Complete the following:
(A) In the news article about Standard Chartered Bank's Accra head office, on what date was the office officially opened?
(B) Repeat the news article about Standard Chartered Bank's Accra head office from "He made these" up to and including "the fronting public.".
(C) Pick up the news article about Standard Chartered Bank's Accra head office from the point where it stops.

Passage provided:
————————
The Governor of Bank of Ghana (BoG), Dr Ernest Addison has commended the Standard Chartered Bank (Stanchart) for it uncompromising respect to standards, quality and good corporate governance.
That, he said, afforded the bank the integrity that was essential for public competence.
“As a bank which was introduced in the Ghanaian market some 120 years ago, the success of the bank hinged on the provision of better quality product and services, competitive prices and good corporate governance structures,” he said.
He made these remarks at the official opening of the Stanchart head office in Accra on October 3.
Dr Addison said the bank was doing business in an atmosphere of fair competition and in a stable and predictable liberal framework.
He ,therefore, called on banks, especially those that were locally owned to emulate the best practices of the Standard Chartered Bank, in particular, the strength of its corporate governance.
“We urge other banks, as well as the local Ghanaian banks to emulate these standards, especially the strength of its cooperate governance,” he added.
He also called on the bank to continue to draw on its strength, knowledge of the local market, professionalism and customer focus culture to develop products and services to meet the needs of the fronting public.
The President, Nana Addo Dankwa Akufo-Addo in his keynote address said aside the reduction in the various indicators in the financial sector such as inflation and Treasury bill rates, lending rates were still high.
He said the gap between the decline in inflation and the lending rates charged by banks needed to be bridged because there was not a correlation among the primary inflation rate, the government’s monitory policy rate and the lending rates in general.
“I want to make an appeal to all banks to reduce their lending rates because the last 21 months have witnessed a decline in inflation from 15.4 per cent in 2016 to 11.8 per cent in December 2017, to 9.9 per cent at the end of August 2018,” he said.
————————
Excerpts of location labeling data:
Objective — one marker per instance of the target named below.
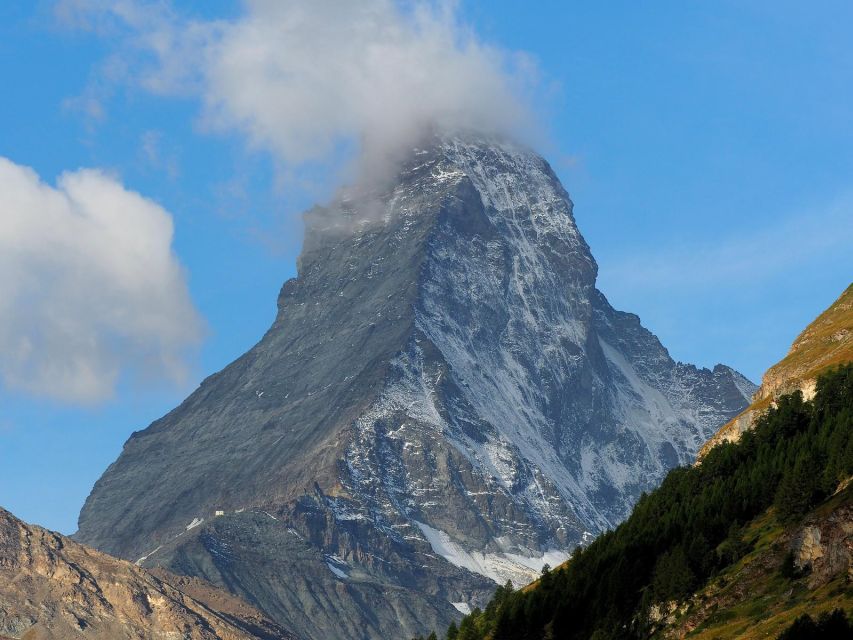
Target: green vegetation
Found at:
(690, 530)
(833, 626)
————————
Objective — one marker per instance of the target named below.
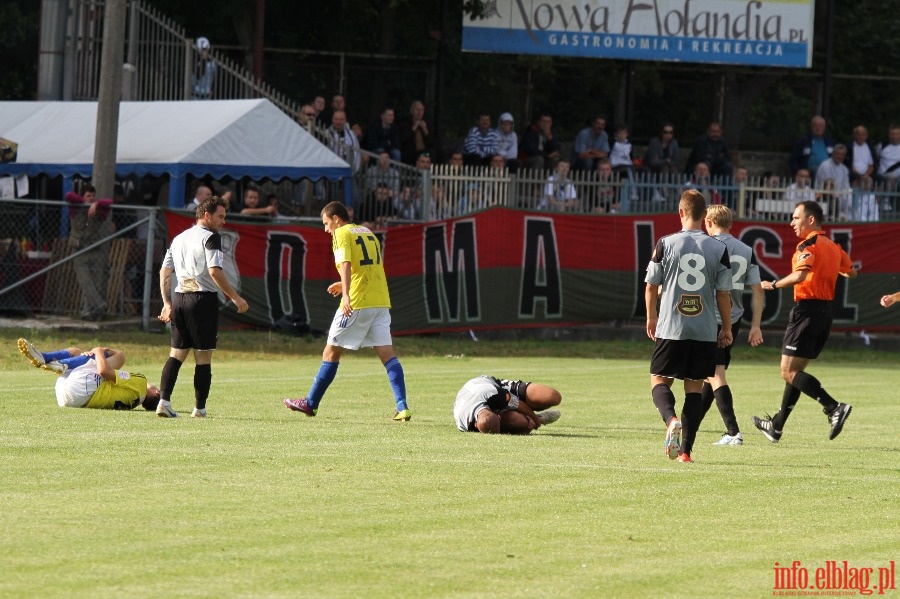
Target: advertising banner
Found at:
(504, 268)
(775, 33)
————————
Answer list:
(A) October 3

(B)
He made these remarks at the official opening of the Stanchart head office in Accra on October 3.
Dr Addison said the bank was doing business in an atmosphere of fair competition and in a stable and predictable liberal framework.
He ,therefore, called on banks, especially those that were locally owned to emulate the best practices of the Standard Chartered Bank, in particular, the strength of its corporate governance.
“We urge other banks, as well as the local Ghanaian banks to emulate these standards, especially the strength of its cooperate governance,” he added.
He also called on the bank to continue to draw on its strength, knowledge of the local market, professionalism and customer focus culture to develop products and services to meet the needs of the fronting public.

(C)
He explained that the monitory policy rate which controled the cost of borrowing to ensure price stability and general trust in the currency had also reduced from 25.5 per cent in 2016 to 17 per cent.
“The 91 day Treasury bill rate has fallen down from 17 in 2016 to 13.3 per cent, nevertheless, bank’s lending rates still remain high,” he noted.
Therefore, he said banks have to give substantive complement to the government’s effort to maintaining fiscal discipline by bringing down lending rates.
“My challenge to all banks is to help the government achieve the vision of a Ghana in a globally completive lookout,” he added.
Private sector-led economy
The President said his government was determined to create a vibrant financial and banking sector which would ensure the growth of the economy.
That, he said, could come to fruition when the private sector comes to be the main driving focus.
“This hinges on the reduction of lending rates which would make the private sector lead socio-economic transformation in the country,” he said.
“Lending rates must come down and must come down early because I am in a hurry; I am in a hurry because the people of Ghana are in a hurry.”
“If we are to put this confidence onto a path of progress and prosperity, the private sector would only have to came and be its main driving focus, and to that end, banks play a critical role,” he added.
He, however, admitted that although there were seemingly perennial problems such as slowdown to credit for the private sector and financial inclusion, the government was putting in place pragmatic steps to address the issues.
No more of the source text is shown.